■ ACTIVITY LIST
1 – Please output the stretch of the STI transmission passage from "Tattoos, body piercings, and" through "sharing remains dangerous." word for word.
2 – List every personal item that the STI transmission passage says carries a risk for hepatitis B when shared.

■ PROVIDED PASSAGE

== Segment start ==

Tattoos, body piercings, and acupuncture done with non-sterile equipment can transmit hepatitis B and C. Sharing personal items like razors, toothbrushes, or nail clippers poses a low but real risk for hepatitis B, which is hardy enough to survive on surfaces for several days. HIV, by contrast, is fragile outside the body. It loses 90 to 99 percent of its ability to infect within several hours on a dry surface, and the virus cannot survive in water. You cannot get HIV from a toilet seat, a swimming pool, or sharing dishes. However, HIV can survive inside a used needle for over a month under the right conditions, which is why needle sharing remains dangerous.
From Parent to Child
A pregnant person with an STI can pass certain infections to their baby during pregnancy, labor, or breastfeeding. Syphilis can cross the placenta and infect a fetus months before birth, potentially causing serious complications including stillbirth. HIV can transmit during delivery or through breast milk. Chlamydia and gonorrhea can pass to a baby during vaginal birth, sometimes causing eye infections or pneumonia.
Routine prenatal screening catches most of these infections early. For HIV, treatment during pregnancy can reduce the viral load low enough that the risk of passing it to the baby drops dramatically. When the virus is not well controlled near the time of delivery, a scheduled cesarean birth may be recommended to minimize the baby’s exposure.

== Segment end ==

■ ENTRIES PROVIDED

== Segment start ==

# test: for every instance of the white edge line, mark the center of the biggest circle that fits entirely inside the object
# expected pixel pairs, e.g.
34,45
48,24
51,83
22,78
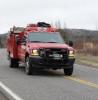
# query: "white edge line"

== Segment end ==

■ SOLUTION SET
1 –
Tattoos, body piercings, and acupuncture done with non-sterile equipment can transmit hepatitis B and C. Sharing personal items like razors, toothbrushes, or nail clippers poses a low but real risk for hepatitis B, which is hardy enough to survive on surfaces for several days. HIV, by contrast, is fragile outside the body. It loses 90 to 99 percent of its ability to infect within several hours on a dry surface, and the virus cannot survive in water. You cannot get HIV from a toilet seat, a swimming pool, or sharing dishes. However, HIV can survive inside a used needle for over a month under the right conditions, which is why needle sharing remains dangerous.

2 –
Razors
Toothbrushes
Nail clippers